• [Document passage]
● ● ● ●

KABUL -- After failing to take root in Afghanistan, the "Islamic State of Iraq and the Levant" (ISIL) is increasing its efforts to sow discord among the country's various ethnic groups.
In the most recent case, ISIL militants kidnapped three Hazara elders in Sar-e-Pul Province on March 16.
The militants shot the elders before decapitating them, according to Zabiullah Amani, spokesman for the provincial governor.
"Through the assassination of Hazara elders, ISIL wants to create discord among the brotherly tribes of Afghanistan, a dream that they will take to the grave," he told Salaam Times.
"The people of Afghanistan are aware of terrorists' plans and are not going to allow them to achieve their objectives," he said.
Ghazanfar, a former Taliban commander, is the ISIL commander in Sar-e-Pul, Amani said.
"This atrocious crime has caused grave sorrow for all residents of Sar-e-Pul Province regardless of their ethnic backgrounds," Haji Khair Mohammad Aymaq, a member of parliament representing Sar-e-Pul, told Salaam Times.
"Afghan ethnic groups have lived together for many years," he said, adding that ISIL will fail at causing sectarian conflicts.

● ● ● ●

• [Data listing]
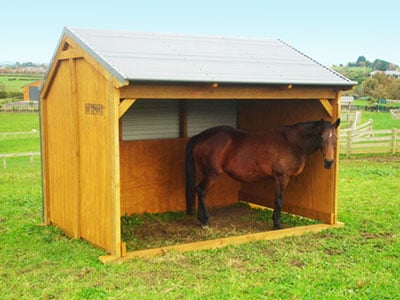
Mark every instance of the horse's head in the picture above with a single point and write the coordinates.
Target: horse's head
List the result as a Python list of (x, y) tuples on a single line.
[(328, 142)]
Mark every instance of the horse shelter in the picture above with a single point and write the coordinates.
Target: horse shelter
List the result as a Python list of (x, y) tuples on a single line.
[(117, 109)]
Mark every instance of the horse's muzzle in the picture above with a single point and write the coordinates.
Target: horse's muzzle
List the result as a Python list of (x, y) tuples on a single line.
[(328, 163)]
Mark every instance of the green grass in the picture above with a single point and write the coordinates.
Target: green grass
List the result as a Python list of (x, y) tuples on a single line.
[(19, 122), (14, 83), (359, 261), (381, 120)]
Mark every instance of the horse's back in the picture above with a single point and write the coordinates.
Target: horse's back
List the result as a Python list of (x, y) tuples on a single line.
[(212, 145)]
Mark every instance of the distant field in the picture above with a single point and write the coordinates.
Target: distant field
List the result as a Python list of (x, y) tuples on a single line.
[(14, 83)]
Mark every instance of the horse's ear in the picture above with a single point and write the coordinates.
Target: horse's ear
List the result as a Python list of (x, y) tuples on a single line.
[(337, 123)]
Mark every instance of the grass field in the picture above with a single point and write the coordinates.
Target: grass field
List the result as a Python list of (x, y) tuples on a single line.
[(359, 261), (14, 83)]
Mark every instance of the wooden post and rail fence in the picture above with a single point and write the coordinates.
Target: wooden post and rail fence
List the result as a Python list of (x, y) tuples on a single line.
[(364, 139)]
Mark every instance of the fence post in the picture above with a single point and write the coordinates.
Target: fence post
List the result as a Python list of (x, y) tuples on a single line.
[(348, 142)]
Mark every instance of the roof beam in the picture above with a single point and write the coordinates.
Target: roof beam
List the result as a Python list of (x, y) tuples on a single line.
[(124, 106), (221, 91), (327, 106)]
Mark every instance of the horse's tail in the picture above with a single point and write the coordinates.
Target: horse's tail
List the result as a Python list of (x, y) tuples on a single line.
[(190, 169)]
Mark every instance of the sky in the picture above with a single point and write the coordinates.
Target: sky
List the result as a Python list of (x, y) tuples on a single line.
[(331, 32)]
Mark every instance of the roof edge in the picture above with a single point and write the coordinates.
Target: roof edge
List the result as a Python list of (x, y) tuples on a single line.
[(95, 54), (349, 81)]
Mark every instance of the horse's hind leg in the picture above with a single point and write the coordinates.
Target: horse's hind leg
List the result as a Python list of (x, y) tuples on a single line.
[(202, 190), (280, 187)]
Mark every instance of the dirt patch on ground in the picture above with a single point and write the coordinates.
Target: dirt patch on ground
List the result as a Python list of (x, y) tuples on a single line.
[(156, 230)]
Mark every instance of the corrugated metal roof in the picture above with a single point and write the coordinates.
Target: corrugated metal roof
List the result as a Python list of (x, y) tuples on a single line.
[(184, 58)]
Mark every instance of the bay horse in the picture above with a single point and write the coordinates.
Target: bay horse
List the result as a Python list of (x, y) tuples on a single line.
[(278, 153)]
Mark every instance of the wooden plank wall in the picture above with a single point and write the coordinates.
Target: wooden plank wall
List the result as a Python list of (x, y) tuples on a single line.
[(311, 194), (95, 212), (60, 147), (153, 178)]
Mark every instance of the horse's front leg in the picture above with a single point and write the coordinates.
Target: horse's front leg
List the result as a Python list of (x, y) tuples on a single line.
[(281, 182), (202, 211), (202, 190)]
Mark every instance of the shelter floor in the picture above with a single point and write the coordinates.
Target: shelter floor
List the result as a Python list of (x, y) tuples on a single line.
[(148, 231)]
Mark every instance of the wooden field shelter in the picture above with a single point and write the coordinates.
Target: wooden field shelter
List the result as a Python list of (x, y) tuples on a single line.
[(118, 107)]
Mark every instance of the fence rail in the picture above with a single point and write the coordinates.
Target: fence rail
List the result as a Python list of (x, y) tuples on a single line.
[(5, 156), (363, 139)]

● ● ● ●

• [Required actions]
A – In the article on ISIL in Afghanistan, who is identified as the ISIL commander in Sar-e-Pul?
B – Return the passage of the article on ISIL in Afghanistan between "In the most" and "Sar-e-Pul, told Salaam Times.", inclusive, without alteration.
C – Extend the news article on ISIL's efforts to divide Afghanistan's ethnic groups with the paragraphs that would follow its final sentence.

• [Responses per task]
A – Ghazanfar, a former Taliban commander.

B –
In the most recent case, ISIL militants kidnapped three Hazara elders in Sar-e-Pul Province on March 16.
The militants shot the elders before decapitating them, according to Zabiullah Amani, spokesman for the provincial governor.
"Through the assassination of Hazara elders, ISIL wants to create discord among the brotherly tribes of Afghanistan, a dream that they will take to the grave," he told Salaam Times.
"The people of Afghanistan are aware of terrorists' plans and are not going to allow them to achieve their objectives," he said.
Ghazanfar, a former Taliban commander, is the ISIL commander in Sar-e-Pul, Amani said.
"This atrocious crime has caused grave sorrow for all residents of Sar-e-Pul Province regardless of their ethnic backgrounds," Haji Khair Mohammad Aymaq, a member of parliament representing Sar-e-Pul, told Salaam Times.

C –
Afghans unite against terrorism
"Terrorists in Afghanistan change their faces every day," said Firouz Nazari, a law student at a private university in Kabul who is originally from Sar-e-Pul.
"One day they call themselves the Taliban, and the next they change their name to ISIL," he told Salaam Times. "Regardless, they continue murdering innocents."
After suffering battlefield defeats at the hands of the Afghan National Defence and Security Forces (ANDSF), ISIL recruited a number of Taliban terrorists by paying them hefty sums, Nazari said.
"ISIL was unable to achieve any real success in Afghanistan; therefore, it has chosen the path of sowing discord among different ethnic groups," he said.
"Disguised as Pashtuns, ISIL members try to murder our fellow Hazaras in order to create dissension between the two ethnic groups, but to no avail," he said.
Ahmad Behruz, a Kabul-based security analyst, also predicted that ISIL would fail to create "reciprocal hatred in the hearts of Afghans".
"All ethnic groups in Afghanistan are victims of terrorism, and for that reason they cannot be deceived by terrorists and will not hold grudges against one another," he told Salaam Times.
He referred to the November 20 ISIL suicide attack on Baqir-ul-Uloom Mosque in Kabul, in which more than 30 people lost their lives. He also mentioned ISIL's slaying of 16 coal miners January 6 in Tala Wa Barfak District, Baghlan Province.
Further, Behruz pointed to ISIL's July 23 attack on a peaceful protest in Kabul, in the midst of tens of thousands of Afghans seeking the re-routing of a power line from Turkmenistan.
The twin suicide bombing killed at least 80, according to the Afghan Ministry of Interior.
"Following that horrendous event, Afghans from all ethnic groups rushed to hospitals and donated blood for the wounded," he said.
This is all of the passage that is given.